### Extrait du document:
---+---
Improvise-t-on une lettre?

Non, d'autant qu'elle a une valeur légale. Elle a également une valeur symbolique puisque pérenne. La lettre est mémoire et preuve. Elle offre aussi la possibilité d'exposer un contexte clair, d'apporter chair et style à l'objectif recherché dans la correspondance. Le corps de la lettre se déploie ensuite pour présenter une argumentation solide.

Lors de sa rédaction, mieux vaut prendre soin de l'approche stylistique du message et bien choisir ses tournures. Une métaphore pourrait-elle illustrer le propos d'avantage qu'un argument?

A l'inverse, le mail permet rarement de contextualiser l'enjeu qu'il va traiter: il est souvent non hiérarchisé donc... nébuleux. Il liste des idées sans lien, en une succession peu claire de paragraphes. Souvent confronté à la «dictature de l'urgence», le rédacteur s'affranchit du «zeste de nuance» nécessaire et de toute relecture. Il oublie alors quelques coquilles... S'il apprend l'essentiel, le récipiendaire va toutefois devoir accepter l'idée que l' « art et la manière » ne sont pas au rendez-vous et n'ajoutent aucune subtilité de compréhension.

Ne faut-il écrire que des lettres?
---+---
### Extrait des données:
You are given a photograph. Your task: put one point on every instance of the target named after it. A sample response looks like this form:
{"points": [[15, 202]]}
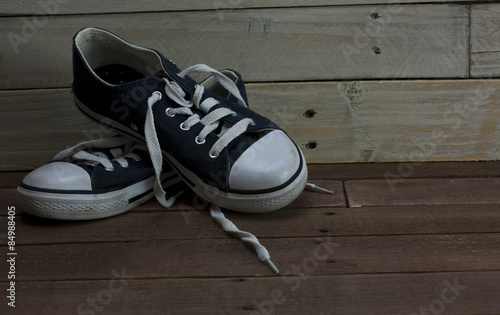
---+---
### Travail à faire:
[a] Répondez à ces questions d'après le texte sur la lettre et le mail :
(i) Quelles sont les deux valeurs de la lettre ?
(ii) Que vaut-il mieux soigner quand on écrit une lettre ?
(iii) Sous la « dictature de l'urgence », de quoi le rédacteur d'un mail se passe-t-il ?
[b] Écrivez la suite du texte sur la lettre et le mail.
Les données sont à part et n'ont rien à voir avec le texte.

### Réponses à l'exercice:
[a]
(i) Une valeur légale et une valeur symbolique.
(ii) Le style du message et le choix des tournures.
(iii) Du « zeste de nuance » nécessaire et de toute relecture.

[b]
Non, le mail permet de gagner du temps lorsque l'on suit une relation, un dossier, ses étapes d'évolution. Il peut aussi être le support adéquat pour informer d'une nouveauté ou d'un changement. Sa souplesse, sa rapidité permet de démultiplier l'envoi en un instant et de toucher des cibles multiples. Si on apprenait aux internautes à ajuster une courte phrase d'introduction et à affiner une brève formule de civilité en adéquation avec l'interlocuteur, peut-être le mail gagnerait-il en personnalisation.

La tendance est à la «sécheresse»

Lorsque l'on s'intéresse de près aux «web conversations», on s'aperçoit qu'en matière de correspondance, la tendance est à la «sécheresse». En suivant, par exemple, un mail d'une marque de téléphonie mobile, on s'aperçoit que sur huit mails, un seul souhaite le bonjour à son interlocuteur, les autres commencent par un froid «Monsieur», suivi des nom et prénom inscrits entièrement en minuscule.

Les formules de civilité apparaissent et disparaissent sans raison explicite. Il n'y a aucun code. Excepté pour la confirmation d'une demande de changement d'offre où l'émetteur est bien défini: Pierre L., directeur de la relation client, l'émetteur des messages se camoufle toujours derrière le nom très générique de «l'équipe phonehouse.fr» La lettre ou le mail doit toujours s'adresser à une personne en particulier.

L'art épistolaire restera toujours le lien privilégié pour s'adresser à un client ou un prospect que l'on veut convaincre et émouvoir. Une équipe phonehouse.fr, équipe, forcément indéfinie et plurielle, a-t-elle talent et légitimité pour émouvoir? Enfin, le mail a l'avantage d'être plus écologique puisqu'il ne demande pas forcément l'utilisation de papier. Il répond aussi à une demande des consommateurs qui souhaitent que les marques développent une communication pédagogique et relationnelle.

Mail ou lettre? Le débat reste ouvert puisque chaque outil a des qualités. A chacun de faire son choix: tout dépend de la cible à capter, du message à transmettre et du degré d'urgence.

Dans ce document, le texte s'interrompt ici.